Render the whole listing below as a JSON list of strings, one string per line, with blank lines skipped. Leave the pictures out of the list.
=== INPUT MATERIAL ===
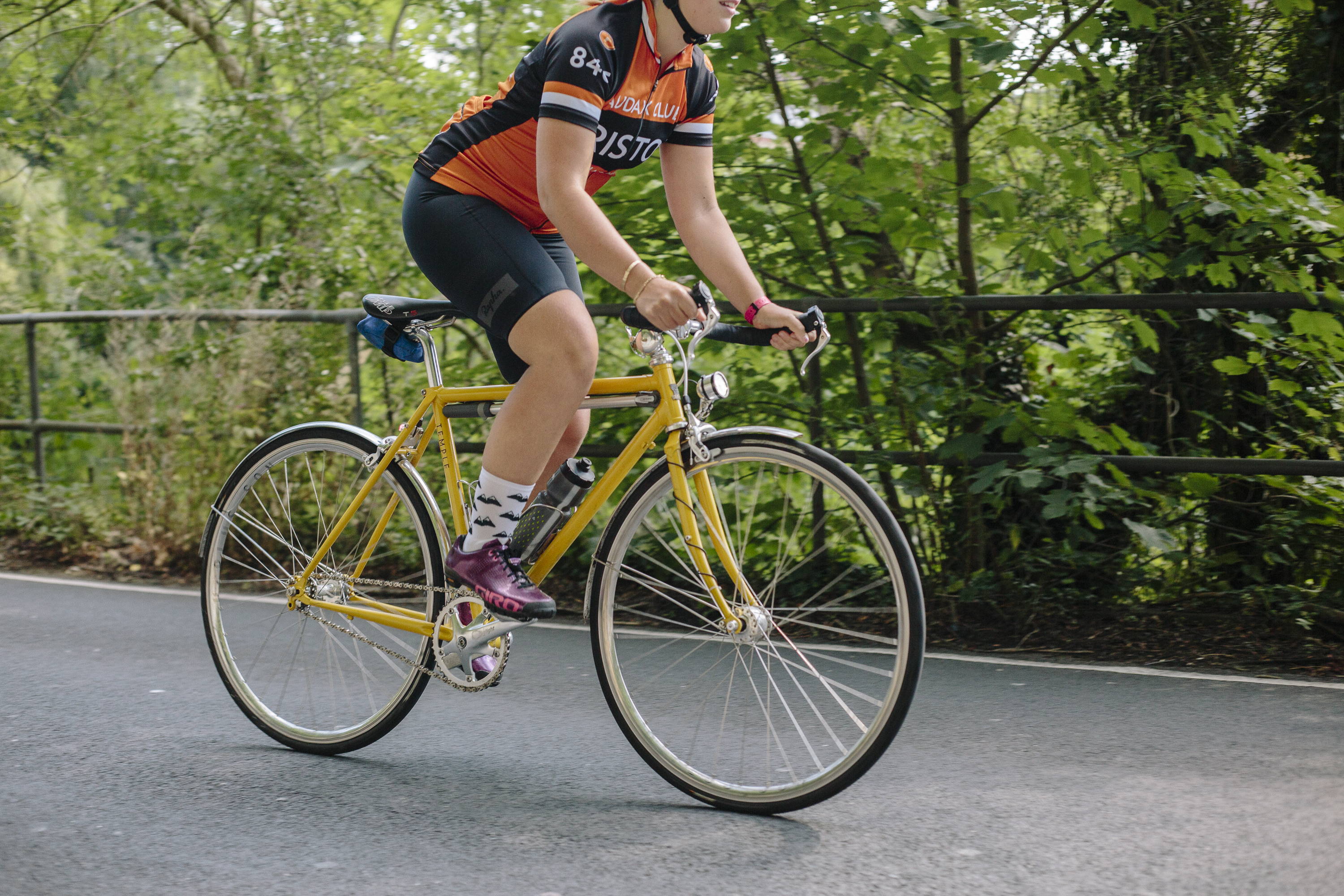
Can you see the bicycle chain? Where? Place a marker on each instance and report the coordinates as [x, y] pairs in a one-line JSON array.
[[417, 667]]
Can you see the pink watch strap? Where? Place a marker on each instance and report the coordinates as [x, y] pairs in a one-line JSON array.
[[756, 307]]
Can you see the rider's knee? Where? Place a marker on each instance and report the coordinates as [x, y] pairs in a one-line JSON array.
[[574, 353], [576, 432]]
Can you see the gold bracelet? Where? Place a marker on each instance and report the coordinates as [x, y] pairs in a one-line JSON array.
[[628, 273], [647, 285]]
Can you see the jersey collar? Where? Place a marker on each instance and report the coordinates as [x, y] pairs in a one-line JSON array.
[[685, 60]]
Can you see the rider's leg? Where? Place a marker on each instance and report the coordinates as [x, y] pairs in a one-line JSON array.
[[558, 342], [538, 416], [570, 444]]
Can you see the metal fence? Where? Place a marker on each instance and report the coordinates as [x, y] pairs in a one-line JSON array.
[[37, 425]]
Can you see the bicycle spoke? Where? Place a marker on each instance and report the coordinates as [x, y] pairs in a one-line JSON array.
[[320, 687], [783, 703]]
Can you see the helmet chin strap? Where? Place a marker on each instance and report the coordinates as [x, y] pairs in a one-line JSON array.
[[689, 34]]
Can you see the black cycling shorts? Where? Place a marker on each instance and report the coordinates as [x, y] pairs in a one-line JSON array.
[[482, 258]]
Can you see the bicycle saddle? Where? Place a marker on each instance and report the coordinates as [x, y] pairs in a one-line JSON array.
[[400, 308]]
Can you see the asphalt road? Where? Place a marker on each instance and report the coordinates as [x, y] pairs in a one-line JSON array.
[[128, 770]]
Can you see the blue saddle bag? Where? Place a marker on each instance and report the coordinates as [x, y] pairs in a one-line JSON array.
[[393, 340]]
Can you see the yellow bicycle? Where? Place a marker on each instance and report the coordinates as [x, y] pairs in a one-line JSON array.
[[756, 612]]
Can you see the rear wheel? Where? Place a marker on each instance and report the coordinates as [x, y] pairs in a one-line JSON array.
[[801, 704], [303, 680]]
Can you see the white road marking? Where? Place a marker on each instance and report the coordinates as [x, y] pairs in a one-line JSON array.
[[566, 626]]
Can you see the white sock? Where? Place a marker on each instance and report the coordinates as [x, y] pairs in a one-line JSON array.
[[496, 511]]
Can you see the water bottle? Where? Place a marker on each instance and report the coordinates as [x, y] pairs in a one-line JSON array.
[[551, 507]]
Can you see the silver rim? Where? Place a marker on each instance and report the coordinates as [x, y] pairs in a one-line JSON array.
[[303, 679], [789, 708]]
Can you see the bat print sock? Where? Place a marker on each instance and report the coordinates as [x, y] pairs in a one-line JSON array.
[[496, 511]]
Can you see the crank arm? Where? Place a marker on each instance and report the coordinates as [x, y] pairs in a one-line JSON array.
[[474, 641]]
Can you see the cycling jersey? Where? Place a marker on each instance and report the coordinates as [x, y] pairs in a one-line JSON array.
[[599, 69]]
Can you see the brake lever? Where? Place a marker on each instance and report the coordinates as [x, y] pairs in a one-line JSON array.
[[711, 316], [823, 340]]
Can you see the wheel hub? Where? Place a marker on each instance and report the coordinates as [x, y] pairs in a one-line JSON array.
[[331, 590], [756, 624], [457, 644]]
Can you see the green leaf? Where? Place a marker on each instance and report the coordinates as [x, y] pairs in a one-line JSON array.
[[992, 53], [1057, 504], [1232, 366], [1139, 366], [1323, 324], [929, 15], [1146, 334], [1201, 484], [1155, 539], [1140, 15], [965, 447]]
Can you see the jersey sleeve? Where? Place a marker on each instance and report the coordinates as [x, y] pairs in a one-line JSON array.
[[581, 72], [697, 129]]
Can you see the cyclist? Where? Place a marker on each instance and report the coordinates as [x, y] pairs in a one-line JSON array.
[[500, 205]]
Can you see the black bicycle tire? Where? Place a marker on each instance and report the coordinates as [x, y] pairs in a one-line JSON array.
[[414, 504], [909, 570]]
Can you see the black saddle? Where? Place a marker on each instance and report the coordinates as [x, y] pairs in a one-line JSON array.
[[400, 308]]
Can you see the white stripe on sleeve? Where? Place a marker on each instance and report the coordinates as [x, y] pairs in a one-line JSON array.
[[557, 99]]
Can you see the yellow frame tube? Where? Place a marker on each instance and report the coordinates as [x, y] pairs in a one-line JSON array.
[[666, 416], [417, 625], [389, 456]]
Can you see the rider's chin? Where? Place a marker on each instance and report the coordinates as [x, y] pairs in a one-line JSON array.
[[715, 18]]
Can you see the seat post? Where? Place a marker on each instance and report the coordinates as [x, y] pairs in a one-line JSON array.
[[426, 340]]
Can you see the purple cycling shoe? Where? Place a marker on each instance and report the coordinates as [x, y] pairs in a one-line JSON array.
[[499, 581]]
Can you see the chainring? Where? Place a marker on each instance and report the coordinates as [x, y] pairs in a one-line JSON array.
[[449, 652]]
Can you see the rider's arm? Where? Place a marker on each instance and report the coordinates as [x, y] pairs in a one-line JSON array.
[[689, 181], [564, 158]]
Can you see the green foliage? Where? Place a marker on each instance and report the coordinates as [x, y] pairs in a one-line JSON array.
[[867, 150]]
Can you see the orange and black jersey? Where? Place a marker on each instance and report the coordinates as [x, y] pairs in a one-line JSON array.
[[600, 70]]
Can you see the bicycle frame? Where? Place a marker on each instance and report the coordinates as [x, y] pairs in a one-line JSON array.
[[632, 392]]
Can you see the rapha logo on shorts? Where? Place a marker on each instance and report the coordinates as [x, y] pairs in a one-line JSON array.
[[499, 292]]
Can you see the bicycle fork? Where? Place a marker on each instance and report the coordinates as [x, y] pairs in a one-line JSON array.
[[710, 512]]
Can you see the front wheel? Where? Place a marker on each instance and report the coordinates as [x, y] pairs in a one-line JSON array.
[[799, 706]]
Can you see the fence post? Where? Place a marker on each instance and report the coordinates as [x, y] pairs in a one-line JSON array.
[[353, 346], [30, 338]]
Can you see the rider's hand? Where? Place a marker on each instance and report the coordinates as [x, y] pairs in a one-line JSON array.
[[667, 306], [776, 316]]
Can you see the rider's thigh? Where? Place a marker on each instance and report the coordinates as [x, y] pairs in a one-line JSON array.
[[557, 334]]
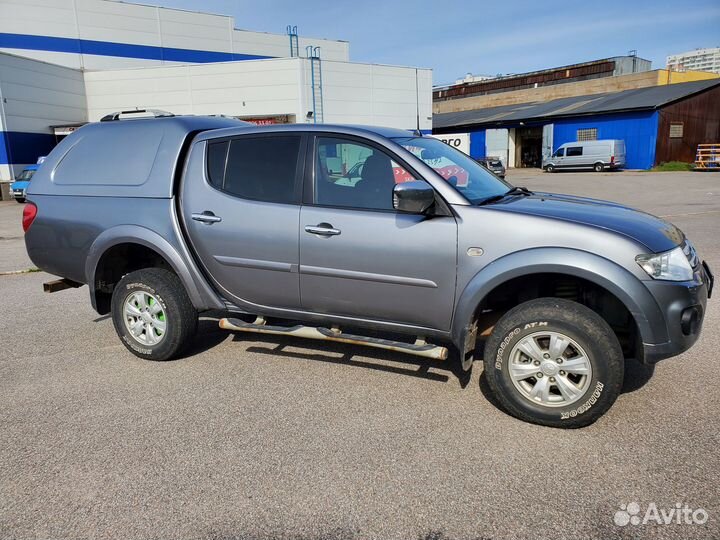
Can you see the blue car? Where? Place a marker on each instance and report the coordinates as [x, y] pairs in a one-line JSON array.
[[21, 183]]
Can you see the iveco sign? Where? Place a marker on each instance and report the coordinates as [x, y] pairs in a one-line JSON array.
[[461, 141]]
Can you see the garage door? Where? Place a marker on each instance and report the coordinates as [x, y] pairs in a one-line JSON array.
[[496, 144]]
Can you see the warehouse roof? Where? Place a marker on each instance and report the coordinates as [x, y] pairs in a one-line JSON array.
[[628, 100]]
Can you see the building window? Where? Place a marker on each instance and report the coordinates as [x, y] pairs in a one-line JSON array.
[[588, 134], [676, 129]]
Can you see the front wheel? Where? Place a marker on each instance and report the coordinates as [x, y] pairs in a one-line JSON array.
[[152, 314], [555, 363]]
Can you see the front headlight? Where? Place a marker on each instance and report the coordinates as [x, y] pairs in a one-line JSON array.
[[671, 265]]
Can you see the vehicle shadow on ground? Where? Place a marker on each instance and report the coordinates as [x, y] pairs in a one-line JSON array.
[[208, 336], [636, 376]]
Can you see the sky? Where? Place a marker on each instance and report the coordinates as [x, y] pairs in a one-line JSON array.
===
- _EXERCISE ANSWER_
[
  "Can you see the bicycle chain? Where? Place a marker on each instance and report the coordinates as [x, y] pairs in a one-line JSON array.",
  "[[417, 667]]",
  "Can you see the pink watch strap? Where? Place a marker on each instance and report the coordinates as [x, y] pairs in a one-line JSON array.",
  "[[756, 307]]",
  "Can you see the rider's knee? Where? Place a marker on each instance and report the coordinates as [x, y] pairs in a one-line JSON array.",
  "[[574, 353], [576, 432]]",
  "Can you see the gold bracelet? Where? Place a marker on each instance and report the coordinates as [x, y] pairs in a one-line JSON array.",
  "[[628, 273], [647, 285]]",
  "Can you see the jersey collar? Where? Place a marker on each instance and report the coordinates as [x, y] pairs in a one-line JSON array.",
  "[[685, 60]]",
  "Can you see the rider's leg? Where? Place a marker on each instance and report the coordinates as [x, y] pairs in a one-line JSON array.",
  "[[558, 342], [538, 416], [570, 444]]",
  "Can you see the metal fence? Where? Place a marker on each instance and report the coordinates as [x, y] pairs in a one-line JSON array.",
  "[[37, 425]]",
  "Can you see the bicycle spoke? Where? Place a marker on each instance and report the coordinates as [x, y] pairs in a one-line JSON array.",
  "[[320, 687], [783, 703]]",
  "Can you see the helmet chin strap? Where? Place a marker on each instance and report the coordinates as [x, y] pairs in a one-line JSON array.",
  "[[689, 34]]",
  "Can you see the black cycling shorts? Where? Place a marker on each instance and report the coordinates as [x, y] pairs in a one-line JSON array.",
  "[[482, 258]]",
  "Can you see the bicycle saddle? Where? Place a marker on each instance and report the coordinates as [x, y] pairs in a one-line JSON array.",
  "[[400, 308]]",
  "Can you see the asphalt road? Where? Place a marker on each instance and report the coordinates as [x, y] pairs in a one-line JSON array.",
  "[[128, 770]]",
  "Can you see the blue saddle bag? Where? Place a marker on each instance and report the coordinates as [x, y] pairs in a one-line JSON array.",
  "[[393, 340]]",
  "Can you see the yellow bicycle? Where? Place a marker on each instance and report the coordinates as [x, y] pairs in a one-line JSON array.",
  "[[756, 612]]",
  "Can you see the rear wheel? Where? Place a marker on each instance and report the coordinates as [x, y] pairs in a one-line JSON array.",
  "[[801, 704], [303, 680]]",
  "Can you see the white road marking? Where? Place a marker on each instance and report the coordinates as [x, y] pairs in a one-line JSON array.",
  "[[566, 626]]",
  "Can you see the white sock? Where? Place a marker on each instance and report the coordinates as [x, y] pairs in a one-line JSON array.",
  "[[496, 511]]",
  "Can you see the water bottle? Where? Place a marker on each instance and report the coordinates as [x, y] pairs in a one-line JSON array.",
  "[[551, 507]]",
  "Can you see the silver rim? Where? Place a marker on each instance and report the coordinates as [x, y] pairs in a one-line JSON array.",
  "[[303, 679], [789, 708]]",
  "Can you see the bat print sock? Where? Place a marker on each instance and report the coordinates as [x, y] pairs in a one-line JSON array.",
  "[[496, 511]]",
  "Can you see the crank arm? Where? Place a marker on each instance and report the coordinates as [x, y] pairs in a one-line JSON array.",
  "[[474, 641]]",
  "Can you see the cycling jersey? Where? Place a marker on each instance and report the coordinates as [x, y] pairs in a one-line JSON array.",
  "[[599, 69]]",
  "Can you see the brake lever? Where? Place a marker on each instance and report the coordinates as [x, y] pairs in a one-line JSON array.",
  "[[711, 316], [823, 340]]",
  "Can you see the wheel hub? Where? Place a marker on each instance and report the coordinates as [x, y] pairs in a one-line JSON array.",
  "[[331, 590], [756, 624], [457, 644]]",
  "Can you see the green leaf? Where? Place a marker on each instance and report the coordinates as [x, y] pairs in a one-line JSON array.",
  "[[992, 53], [1057, 504], [1232, 366], [1139, 366], [1323, 324], [929, 15], [1146, 334], [1201, 484], [1155, 539], [1140, 15], [965, 447]]",
  "Can you see the jersey sleeve? Where? Place a marker on each instance and report the coordinates as [x, y] pairs in a one-line JSON array.",
  "[[581, 72], [697, 129]]",
  "Can you see the cyclist? Where? Place a marker on each instance and report the coordinates as [x, y] pairs in a one-line JSON array.",
  "[[500, 205]]",
  "Can you see the black bicycle tire? Where? Place a marker on each instance and report the coordinates as [x, y] pairs in a one-line JSON array.",
  "[[414, 504], [909, 570]]",
  "Can you see the black saddle? Where? Place a marker on each instance and report the coordinates as [x, y] pairs in a one-line JSON array.",
  "[[400, 308]]",
  "Can you see the white stripe on sleeve? Where? Place a marker on each instance and report the coordinates as [x, y] pairs in a one-line JSON array.",
  "[[557, 99]]",
  "Can you see the yellow frame tube? Where? Place a marker on each instance and report the coordinates as [x, y] pairs in a one-line JSON array.",
  "[[666, 416], [417, 625], [389, 456]]",
  "Can you see the rider's chin? Where? Place a marker on each instance and report the coordinates as [x, y] pairs in a one-line JSON array.",
  "[[715, 18]]",
  "Can you see the seat post? Where? Place a marker on each instance and report the coordinates as [x, y] pairs in a one-line JSON array.",
  "[[426, 340]]",
  "Can you see the purple cycling shoe? Where? Place a marker on each instance and report the coordinates as [x, y] pairs in a one-line JSON array.",
  "[[499, 581]]",
  "Can you see the chainring? Where? Place a marker on each instance and report the coordinates as [x, y] pairs in a one-line JSON array.",
  "[[449, 652]]",
  "Can you see the rider's arm? Where? Place a marker on each instance and report the coordinates as [x, y] pairs in a one-line JSON array.",
  "[[689, 181], [564, 158]]",
  "Can you see the green foliage? Where? Place a marker on each instance and report the coordinates as [x, y] pairs in a one-line JSON array.",
  "[[867, 150]]",
  "Can you see the orange and black jersey? Where? Place a marker on each instance and report the coordinates as [x, y] pairs in a one-line JSON array.",
  "[[600, 70]]",
  "Can you see the bicycle frame? Where? Place a marker on each instance and report the coordinates as [x, y] pairs in a one-line JSON array.",
  "[[632, 392]]",
  "Can you see the rapha logo on shorts? Where? Place a marker on each instance and report the coordinates as [x, y] pairs in a one-line JSON array.",
  "[[499, 292]]",
  "Can you see the bicycle fork? Where? Place a marker on each instance and report the coordinates as [x, y] pairs in a one-line JSON array.",
  "[[710, 512]]",
  "Can you see the front wheel? Where? Place a marker on each instance and report the coordinates as [x, y] pairs in a one-line JSON array.",
  "[[799, 706]]",
  "Can you see the fence post? Where? Place a marker on each instance and report the coordinates as [x, y] pairs in a one-line JSON array.",
  "[[353, 346], [30, 338]]",
  "Can you see the rider's hand? Where? Place a marker on each instance and report the coordinates as [x, y] pairs in a one-line JSON array.",
  "[[667, 306], [776, 316]]",
  "Can you see the rider's thigh? Where? Place a marker on each instance and report the coordinates as [x, y] pairs in a one-line JSON array.",
  "[[557, 334]]",
  "Can you see the blue car? Where? Place a marker on each instance and report the coordinates as [x, y] pairs in a one-line JSON array.",
  "[[21, 183]]",
  "Can you see the iveco sign? Where? Place a marker on each instance and report the coordinates as [x, y] pairs in a one-line JSON array.",
  "[[461, 141]]",
  "Can you see the garage door? Where? Place a marker on each instance and report the coordinates as [x, y] pairs in a one-line JSON array.",
  "[[496, 144]]",
  "Can you see the warehouse roof? Where? Place a marker on each instance and report the coordinates as [x, y] pairs in a one-line JSON array.",
  "[[628, 100]]",
  "Can you see the building window? Where? Place a marker on each instance and report the coordinates as [x, y] pairs in a one-line JSON array.",
  "[[588, 134], [676, 129]]",
  "Can you see the front wheel? Where? Place a marker on each instance and report the coordinates as [x, y] pairs in a one-line JSON array.",
  "[[152, 314], [555, 363]]",
  "Can you see the front headlight? Where? Place a marker on each instance and report the coordinates as [x, y] pairs in a one-line JSON array.",
  "[[671, 265]]",
  "Can you see the vehicle shadow on ground? Where? Place a marker on each instance and report the coordinates as [x, y] pairs in a one-line JSON array.",
  "[[208, 336], [636, 376]]",
  "Can you see the sky? Where? Place a marker on each instance and report the coordinates as [x, y] pairs in a one-line JSON array."
]